RECORDS TO USE: Begin
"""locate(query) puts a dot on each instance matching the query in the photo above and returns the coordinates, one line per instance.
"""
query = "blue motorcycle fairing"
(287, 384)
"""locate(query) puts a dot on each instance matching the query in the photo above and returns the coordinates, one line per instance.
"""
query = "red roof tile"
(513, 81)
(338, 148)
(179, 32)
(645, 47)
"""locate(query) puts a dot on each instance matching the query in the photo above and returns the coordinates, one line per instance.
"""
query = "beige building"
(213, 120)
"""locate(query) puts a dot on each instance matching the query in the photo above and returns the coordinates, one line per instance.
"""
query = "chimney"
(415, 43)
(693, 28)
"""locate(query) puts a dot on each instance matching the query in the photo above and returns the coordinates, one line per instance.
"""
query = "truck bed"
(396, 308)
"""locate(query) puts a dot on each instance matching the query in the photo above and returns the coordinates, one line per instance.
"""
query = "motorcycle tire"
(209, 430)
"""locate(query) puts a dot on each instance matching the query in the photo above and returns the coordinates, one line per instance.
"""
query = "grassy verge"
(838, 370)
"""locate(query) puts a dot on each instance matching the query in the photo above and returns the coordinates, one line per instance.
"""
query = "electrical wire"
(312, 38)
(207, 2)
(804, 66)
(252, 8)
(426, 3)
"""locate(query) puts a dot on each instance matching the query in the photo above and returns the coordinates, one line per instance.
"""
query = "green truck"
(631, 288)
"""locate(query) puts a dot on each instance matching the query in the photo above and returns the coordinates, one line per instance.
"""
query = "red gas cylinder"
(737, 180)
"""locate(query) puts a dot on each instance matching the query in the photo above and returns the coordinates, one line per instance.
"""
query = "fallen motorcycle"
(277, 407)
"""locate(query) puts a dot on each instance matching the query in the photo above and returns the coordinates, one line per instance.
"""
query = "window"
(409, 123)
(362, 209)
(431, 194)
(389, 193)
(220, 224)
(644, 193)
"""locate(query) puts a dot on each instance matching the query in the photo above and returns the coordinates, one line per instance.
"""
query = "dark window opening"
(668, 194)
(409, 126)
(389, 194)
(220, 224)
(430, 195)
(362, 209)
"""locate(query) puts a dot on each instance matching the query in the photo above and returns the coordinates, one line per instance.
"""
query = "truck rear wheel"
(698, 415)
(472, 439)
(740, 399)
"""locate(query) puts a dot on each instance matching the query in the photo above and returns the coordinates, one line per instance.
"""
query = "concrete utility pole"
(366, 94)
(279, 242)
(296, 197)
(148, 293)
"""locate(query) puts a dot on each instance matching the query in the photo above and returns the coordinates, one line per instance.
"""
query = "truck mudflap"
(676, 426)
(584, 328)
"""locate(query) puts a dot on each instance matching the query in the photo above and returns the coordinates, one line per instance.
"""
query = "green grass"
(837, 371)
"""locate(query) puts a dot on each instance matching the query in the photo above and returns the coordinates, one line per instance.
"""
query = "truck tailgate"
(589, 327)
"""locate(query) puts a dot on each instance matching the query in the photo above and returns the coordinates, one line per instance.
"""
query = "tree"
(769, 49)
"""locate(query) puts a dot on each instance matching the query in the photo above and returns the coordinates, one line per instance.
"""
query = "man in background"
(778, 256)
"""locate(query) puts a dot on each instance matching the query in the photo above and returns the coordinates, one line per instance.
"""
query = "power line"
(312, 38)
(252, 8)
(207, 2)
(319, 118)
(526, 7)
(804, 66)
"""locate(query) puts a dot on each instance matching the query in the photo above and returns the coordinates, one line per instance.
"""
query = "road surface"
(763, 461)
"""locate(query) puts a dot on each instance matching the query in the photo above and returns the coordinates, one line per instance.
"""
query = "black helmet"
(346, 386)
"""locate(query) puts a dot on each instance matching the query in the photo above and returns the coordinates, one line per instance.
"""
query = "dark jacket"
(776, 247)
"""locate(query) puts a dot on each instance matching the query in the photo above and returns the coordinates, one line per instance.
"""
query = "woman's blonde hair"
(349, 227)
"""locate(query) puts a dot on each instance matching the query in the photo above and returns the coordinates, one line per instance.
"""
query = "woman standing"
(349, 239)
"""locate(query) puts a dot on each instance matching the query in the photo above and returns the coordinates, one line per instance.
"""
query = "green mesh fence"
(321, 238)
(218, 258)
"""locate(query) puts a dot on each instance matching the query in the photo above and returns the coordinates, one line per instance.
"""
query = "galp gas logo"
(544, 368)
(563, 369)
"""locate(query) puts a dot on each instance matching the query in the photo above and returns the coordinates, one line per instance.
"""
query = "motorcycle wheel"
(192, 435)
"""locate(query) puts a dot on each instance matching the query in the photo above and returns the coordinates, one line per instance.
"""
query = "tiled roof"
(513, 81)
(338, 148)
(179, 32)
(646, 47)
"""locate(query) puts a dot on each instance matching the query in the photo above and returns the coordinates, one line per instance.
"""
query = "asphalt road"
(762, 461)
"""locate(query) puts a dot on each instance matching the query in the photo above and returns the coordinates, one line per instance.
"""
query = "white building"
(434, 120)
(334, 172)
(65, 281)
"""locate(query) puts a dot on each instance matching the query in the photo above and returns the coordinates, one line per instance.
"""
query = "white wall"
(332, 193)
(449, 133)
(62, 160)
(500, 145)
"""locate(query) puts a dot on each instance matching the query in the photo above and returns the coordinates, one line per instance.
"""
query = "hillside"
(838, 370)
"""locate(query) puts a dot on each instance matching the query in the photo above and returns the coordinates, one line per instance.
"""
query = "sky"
RECORDS TO USE: End
§ REQUIRED ACTION
The output should match the records above exactly, entry for entry.

§ OUTPUT OF THE TASK
"""locate(query) puts a dot on each instance matching the query in the photo above and returns the coordinates, one line per instance.
"""
query = "blue motorcycle fairing"
(287, 384)
"""locate(query) puts a dot on each instance matching the query in the photo above and returns the coordinates, one line per instance.
"""
query = "red roof tile"
(513, 81)
(338, 148)
(179, 32)
(645, 47)
"""locate(query) puts a dot on each instance matching the query in the photo above and returns the coordinates, one line per instance.
"""
query = "beige building"
(213, 120)
"""locate(query) puts a dot on each instance matching the query in the photo above and returns the coordinates, one line per instance.
"""
query = "chimney"
(415, 43)
(693, 28)
"""locate(query) puts a dot on each instance matching the query in the photo above and returns the coordinates, one line per instance.
"""
query = "truck bed"
(396, 308)
"""locate(query) puts a dot on each instance matching the query in the photo above and returns the coordinates, one line per instance.
"""
query = "motorcycle tire"
(209, 430)
"""locate(query) puts a dot on each instance matching the query in the photo above and returns the coordinates, one line per instance.
"""
query = "grassy verge"
(838, 370)
"""locate(query) puts a dot on each instance matching the query in the photo above and returns the coordinates, one line per instance.
"""
query = "electrical wire"
(312, 38)
(207, 2)
(804, 66)
(252, 8)
(426, 3)
"""locate(query) puts a dot on each instance matching the query in the photo above and returns the coordinates, one line per instance.
"""
query = "green truck"
(631, 288)
"""locate(query) puts a dot on each instance matching the query in the photo above and returns the coordinates, one line per instance.
"""
query = "red gas cylinder"
(737, 180)
"""locate(query) puts a dot on each instance matching the query in the photo above and returns the coordinates, one line per instance.
"""
query = "fallen motorcycle"
(277, 407)
"""locate(query) puts a dot on each instance matching the query in the photo above and returns the coordinates, one line per instance.
"""
query = "window"
(409, 123)
(362, 209)
(431, 194)
(389, 193)
(220, 224)
(644, 193)
"""locate(query) puts a dot on each instance matching the query in the photo above and returns the coordinates, one line per instance.
"""
query = "dark window opening"
(668, 194)
(409, 126)
(389, 194)
(220, 224)
(430, 195)
(362, 209)
"""locate(query) puts a dot on each instance matching the query in the photo above and returns the coordinates, one line per instance.
"""
query = "truck rear wheel"
(698, 415)
(472, 439)
(740, 399)
"""locate(query) puts a dot on each instance matching the query in the photo above and returns the coordinates, one line per instance.
"""
query = "concrete utility pole"
(366, 94)
(279, 242)
(296, 197)
(148, 293)
"""locate(query) puts a dot on each instance matching the query in the photo above and returns the coordinates, one line per instance.
"""
query = "truck mudflap"
(676, 426)
(584, 328)
"""locate(query) puts a dot on each instance matching the query in the photo above and returns the coordinates, one line per instance.
"""
query = "green grass"
(837, 371)
"""locate(query) puts a dot on each instance matching the query in the photo above and returns the coordinates, one line per instance.
"""
query = "truck tailgate"
(589, 327)
"""locate(query) puts a dot on each instance matching the query in the photo above and returns the coordinates, one line per instance.
"""
query = "tree"
(769, 49)
"""locate(query) puts a dot on each instance matching the query in the photo above and returns the coordinates, one line per instance.
"""
query = "man in background"
(778, 256)
"""locate(query) puts a dot on each instance matching the query in the photo above and returns the coordinates, one line per instance.
"""
query = "power line"
(312, 38)
(252, 8)
(207, 2)
(319, 118)
(526, 7)
(804, 66)
"""locate(query) puts a dot on each instance matching the query in the photo above and returns the coordinates, one line per instance.
"""
query = "road surface"
(763, 461)
"""locate(query) puts a dot on each instance matching the query in the photo above and returns the coordinates, one line per instance.
"""
query = "black helmet"
(346, 386)
"""locate(query) puts a dot on each instance matching the query in the photo above and returns the coordinates, one line per instance.
"""
query = "dark jacket"
(776, 247)
"""locate(query) puts a dot on each instance matching the query in the photo above and returns the coordinates, one line per instance.
"""
query = "woman's blonde hair"
(349, 227)
"""locate(query) puts a dot on each instance matching the query in the photo above and returns the coordinates, one line per instance.
"""
query = "woman standing"
(349, 239)
"""locate(query) puts a dot on each instance matching the query in the photo above and returns the coordinates, one line per instance.
"""
query = "green mesh fence"
(321, 238)
(218, 258)
"""locate(query) puts a dot on each instance matching the query in the photo above and returns the coordinates, one line per instance.
"""
query = "galp gas logo"
(544, 368)
(563, 369)
"""locate(query) puts a dot on each instance matching the query in the photo above and returns the coordinates, one line per instance.
"""
query = "motorcycle wheel"
(192, 435)
"""locate(query) puts a dot on each instance matching the query in the photo above and returns the coordinates, one line per instance.
"""
query = "tiled roof"
(513, 81)
(338, 148)
(179, 32)
(646, 47)
"""locate(query) puts a dot on each instance matching the query in the photo above and returns the coordinates, one line per instance.
"""
query = "asphalt road"
(762, 461)
"""locate(query) puts a dot on each instance matching the query in the photo above and returns the coordinates, one line per instance.
"""
query = "white building"
(434, 120)
(334, 172)
(65, 281)
"""locate(query) puts a dot on each instance matching the query in the photo above and returns the coordinates, one line per instance.
"""
query = "white wall"
(332, 193)
(449, 133)
(62, 160)
(500, 145)
"""locate(query) puts a dot on each instance matching the query in the photo above and returns the coordinates, one line per instance.
"""
query = "hillside"
(838, 370)
"""locate(query) puts a dot on each instance matching the query in the photo above and returns the coordinates, one line per instance.
"""
query = "sky"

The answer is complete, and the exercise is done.